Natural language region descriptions
++++
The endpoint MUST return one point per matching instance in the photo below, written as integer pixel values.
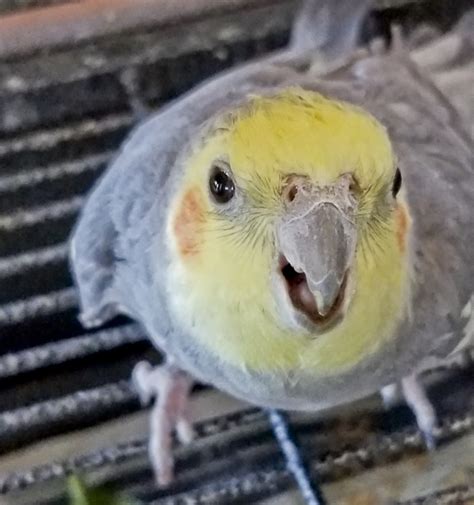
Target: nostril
(291, 192)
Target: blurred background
(75, 76)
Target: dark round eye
(397, 183)
(221, 185)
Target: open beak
(316, 241)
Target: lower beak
(316, 245)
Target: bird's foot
(416, 398)
(170, 387)
(421, 406)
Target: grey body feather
(120, 255)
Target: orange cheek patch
(188, 223)
(402, 223)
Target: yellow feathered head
(288, 235)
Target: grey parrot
(296, 231)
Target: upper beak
(316, 239)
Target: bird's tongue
(306, 299)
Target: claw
(421, 406)
(389, 395)
(171, 387)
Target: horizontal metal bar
(459, 495)
(51, 412)
(21, 311)
(49, 212)
(72, 348)
(69, 24)
(379, 450)
(23, 263)
(44, 140)
(35, 176)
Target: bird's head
(289, 235)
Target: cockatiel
(296, 232)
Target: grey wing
(92, 256)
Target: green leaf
(80, 494)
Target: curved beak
(316, 239)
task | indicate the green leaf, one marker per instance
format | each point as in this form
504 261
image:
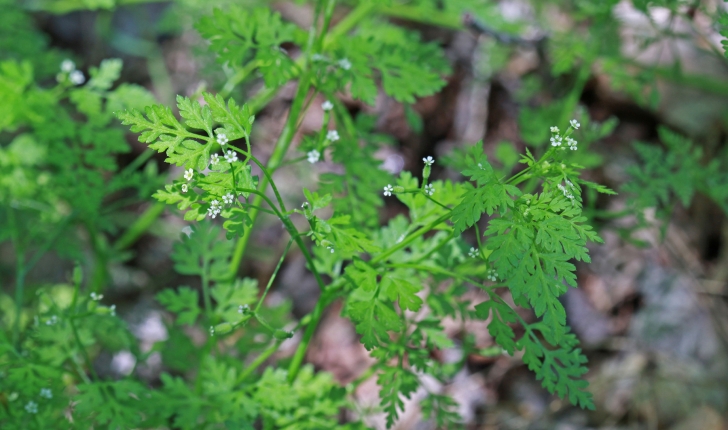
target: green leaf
399 289
396 383
373 320
559 370
183 302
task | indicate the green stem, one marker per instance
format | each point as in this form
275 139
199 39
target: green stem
140 226
273 276
260 359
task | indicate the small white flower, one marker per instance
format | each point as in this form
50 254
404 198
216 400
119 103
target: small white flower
31 407
345 64
332 135
313 156
76 77
67 66
566 192
214 209
231 156
492 275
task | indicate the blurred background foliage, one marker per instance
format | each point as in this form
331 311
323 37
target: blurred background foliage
648 78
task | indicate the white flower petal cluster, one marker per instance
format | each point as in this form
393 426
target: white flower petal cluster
76 77
429 189
231 156
566 191
332 135
221 138
556 140
345 64
67 66
492 275
214 209
313 156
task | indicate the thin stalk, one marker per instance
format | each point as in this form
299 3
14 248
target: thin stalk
273 276
260 359
140 226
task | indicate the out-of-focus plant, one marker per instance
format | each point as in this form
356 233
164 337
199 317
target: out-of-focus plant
398 281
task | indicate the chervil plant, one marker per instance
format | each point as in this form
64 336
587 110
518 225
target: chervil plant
497 245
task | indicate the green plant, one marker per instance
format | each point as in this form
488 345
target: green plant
398 282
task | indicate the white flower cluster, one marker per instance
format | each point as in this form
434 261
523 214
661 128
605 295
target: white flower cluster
557 139
345 64
221 138
566 191
76 77
313 156
429 189
214 209
492 275
332 135
231 156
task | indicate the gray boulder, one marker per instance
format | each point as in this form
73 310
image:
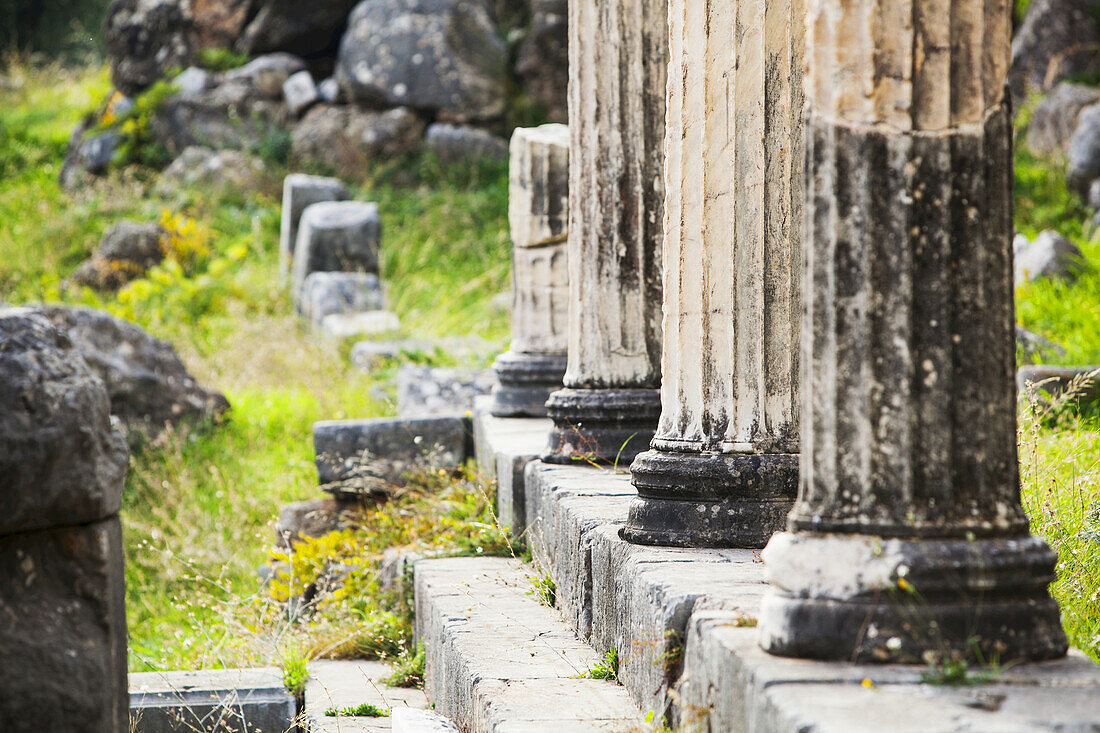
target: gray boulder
300 93
267 74
1051 255
453 143
439 56
231 115
337 237
348 139
542 61
309 31
64 636
146 382
144 39
1055 118
213 171
436 392
1057 39
300 192
1084 153
127 251
327 293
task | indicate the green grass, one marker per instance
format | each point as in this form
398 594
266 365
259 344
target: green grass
199 505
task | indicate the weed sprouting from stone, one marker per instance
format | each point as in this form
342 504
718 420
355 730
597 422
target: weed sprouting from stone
364 710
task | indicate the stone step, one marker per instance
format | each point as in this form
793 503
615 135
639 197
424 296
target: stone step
497 659
336 685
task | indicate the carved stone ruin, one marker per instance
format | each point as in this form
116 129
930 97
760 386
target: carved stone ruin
538 216
724 469
609 405
908 537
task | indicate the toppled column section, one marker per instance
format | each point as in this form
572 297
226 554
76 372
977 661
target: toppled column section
908 537
724 469
538 216
63 639
618 64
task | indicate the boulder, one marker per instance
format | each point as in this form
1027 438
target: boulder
1051 255
439 56
435 392
1057 39
299 192
144 39
310 32
147 383
218 23
344 293
348 139
193 80
1084 153
336 237
542 61
213 171
127 251
1055 118
64 635
267 74
62 460
300 93
231 115
453 143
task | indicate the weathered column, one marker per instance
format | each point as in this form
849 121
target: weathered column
538 217
908 536
618 62
724 469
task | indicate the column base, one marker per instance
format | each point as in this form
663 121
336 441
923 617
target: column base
525 383
711 500
865 599
602 426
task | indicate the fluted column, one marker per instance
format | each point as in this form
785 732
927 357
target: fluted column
724 468
618 58
908 536
538 217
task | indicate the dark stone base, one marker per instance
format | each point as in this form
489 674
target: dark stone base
526 381
63 639
602 426
711 500
862 599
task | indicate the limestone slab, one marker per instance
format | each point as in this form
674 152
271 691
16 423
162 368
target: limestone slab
497 659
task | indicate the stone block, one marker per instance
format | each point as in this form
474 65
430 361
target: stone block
499 660
212 700
504 448
337 237
342 293
433 391
300 93
387 447
299 192
64 636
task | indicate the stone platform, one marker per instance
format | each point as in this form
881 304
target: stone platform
499 660
683 623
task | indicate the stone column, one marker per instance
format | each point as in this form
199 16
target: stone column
618 63
63 638
908 536
724 468
538 217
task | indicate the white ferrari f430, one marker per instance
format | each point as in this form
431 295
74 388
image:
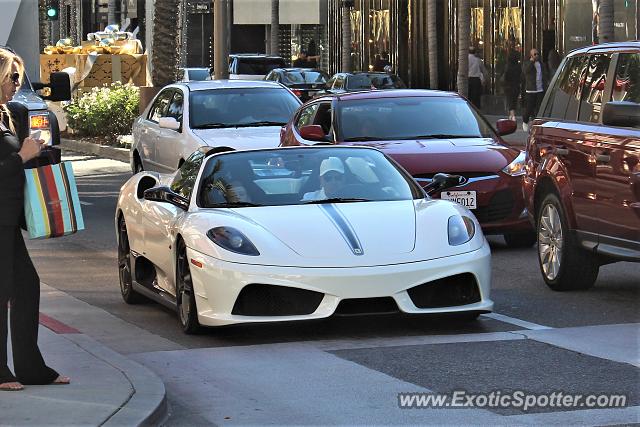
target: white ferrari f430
297 233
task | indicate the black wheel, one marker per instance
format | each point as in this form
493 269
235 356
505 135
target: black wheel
137 164
187 311
564 264
124 266
520 240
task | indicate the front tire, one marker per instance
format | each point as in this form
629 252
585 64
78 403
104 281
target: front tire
563 263
185 295
124 266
++++
Could the entries above be written out word for word, pictures excluded?

The endpoint MUST return one point per matching instance in the photo below, written as integer pixel values.
Target: nostril
(291, 192)
Target: blurred background
(75, 76)
Target: dark round eye
(397, 183)
(221, 185)
Target: open beak
(316, 241)
Target: lower beak
(316, 245)
Target: bird's foot
(416, 398)
(170, 387)
(421, 406)
Target: grey body feather
(120, 255)
Target: orange cheek patch
(188, 223)
(402, 223)
Target: yellow feathered head
(288, 235)
Target: grey parrot
(296, 231)
Target: upper beak
(316, 239)
Target: bird's tongue
(306, 299)
Target: claw
(421, 406)
(389, 395)
(171, 387)
Target: horizontal metal bar
(459, 495)
(51, 412)
(21, 311)
(49, 212)
(72, 348)
(69, 24)
(379, 450)
(23, 263)
(44, 140)
(35, 176)
Target: bird's head
(289, 235)
Target: cockatiel
(296, 232)
Target: grey wing
(92, 256)
Target: green leaf
(80, 494)
Target: curved beak
(316, 239)
task | indicate the green leaf, one marker per instance
format | each point as in this form
504 261
image:
target: green leaf
399 289
396 383
373 320
559 370
183 302
task | indicate the green stem, one marker per instance
format | each point as in this form
275 139
199 39
target: green stem
140 226
273 276
260 359
task | indicate the small white flower, one marker per instance
format | each point as in this form
50 254
404 198
216 400
119 103
target: small white flower
31 407
345 64
332 135
313 156
76 77
67 66
566 192
214 209
231 156
492 275
task | indicate the blurred background foliage, one marker per instance
format | each point as in this form
331 311
323 37
target: blurred background foliage
648 78
task | indicate the white flower petal cluster, one marker per instance
format | each point as in this form
393 426
target: white flower petal cluster
76 77
429 189
231 156
566 191
332 135
221 138
556 140
345 64
67 66
492 275
214 209
313 156
task | indicate the thin stalk, one marker per instance
format | each point as in this form
299 3
14 248
target: thin stalk
273 276
260 359
140 226
task | indicate the out-of-focus plant, one marker per instance
format | each point as in this form
356 233
164 337
199 317
target: out-of-focus plant
398 281
task | indicate the chervil plant, one marker per instance
format | each point as in this form
64 336
587 110
518 225
target: chervil plant
497 245
task | indicate the green plant, one marker per instance
format | each point as in this form
488 345
target: green plant
398 282
task | indicate the white flower cluster, one marker per instance
format | each point as in this form
434 261
523 214
661 128
605 295
target: white flower cluster
557 139
345 64
221 138
566 191
76 77
313 156
429 189
214 209
492 275
332 135
231 156
task | indicate the gray boulder, one marker per instance
format | each point as in this form
73 310
image:
target: gray boulder
300 93
267 74
1051 255
453 143
439 56
231 115
337 237
348 139
542 61
309 31
64 636
146 382
144 39
1055 118
213 171
436 392
1057 39
300 192
1084 153
127 251
327 293
task | indicate the green grass, one marker per instance
format | each point as in this form
398 594
266 365
259 344
target: green grass
199 505
task | indicate the weed sprouting from stone, one marker per instance
format | each point as in this form
342 504
718 420
355 730
597 422
target: weed sprouting from stone
364 710
task | indicate the stone step, one marker per instance
format | each point as in this form
793 503
615 135
639 197
424 296
target: stone step
497 659
336 685
task | indicate the carved stone ruin, one marker per instance
format | each point as in this form
116 129
930 97
760 386
target: carved stone ruin
538 216
724 469
609 405
908 537
task | indicate the toppled column section, one marker per instance
format | each point as in this form
572 297
226 554
76 372
977 661
target: toppled column section
908 537
724 469
538 216
63 639
618 64
task | indicate the boulder, one marker per instance
format | each point as in this form
1027 438
target: boulder
1051 255
439 56
435 392
1057 39
299 192
144 39
310 32
147 383
218 23
344 293
348 139
193 80
1084 153
336 237
542 61
213 171
127 251
1055 118
64 635
267 74
62 460
300 93
231 115
453 143
task | indicate the weathered column, one marker per instance
format | each point as in this form
849 121
target: weathered column
538 217
908 536
618 62
724 469
task | indicate the column base, one marker per instance
format | each point as in this form
663 121
336 441
923 617
target: column base
525 383
711 500
865 599
602 426
task | indicate the fluted column, one marker per instance
format | each point as in this form
785 732
927 357
target: fluted column
724 468
618 58
908 536
538 217
task | indicate the dark stone base, one marker per instance
format | each point as in this form
489 674
target: dark stone base
526 381
63 639
602 426
711 500
862 599
task | indicate the limestone slab, one marker per instance
format | each point as in this form
674 152
271 691
16 423
162 368
target: limestone slab
497 659
task | indicate the stone block, one marker per instance
format | each point as in this form
474 65
430 361
target: stone block
499 660
212 700
504 448
337 237
342 293
433 391
300 93
387 447
299 192
64 636
task | indicate the stone platform, one marker per instance
format | each point as in this form
881 304
target: stone platform
499 660
683 623
task | indicate the stone column, one marker per instance
format | each point as in this form
199 16
target: stone column
618 63
63 638
908 536
724 468
538 217
task | indicate the white ferrari f430, one marker per instance
format | each point as in this form
431 295
74 388
image:
target: white ferrari f430
297 233
task | indicate the black wheel, one marker per instance
format | each point as in this form
493 269
235 356
505 135
target: black wheel
137 164
187 311
564 264
124 266
520 240
task | indicate the front tire, one marker per instance
format | each point as in this form
629 252
585 64
78 403
104 281
target: front tire
563 263
185 295
124 266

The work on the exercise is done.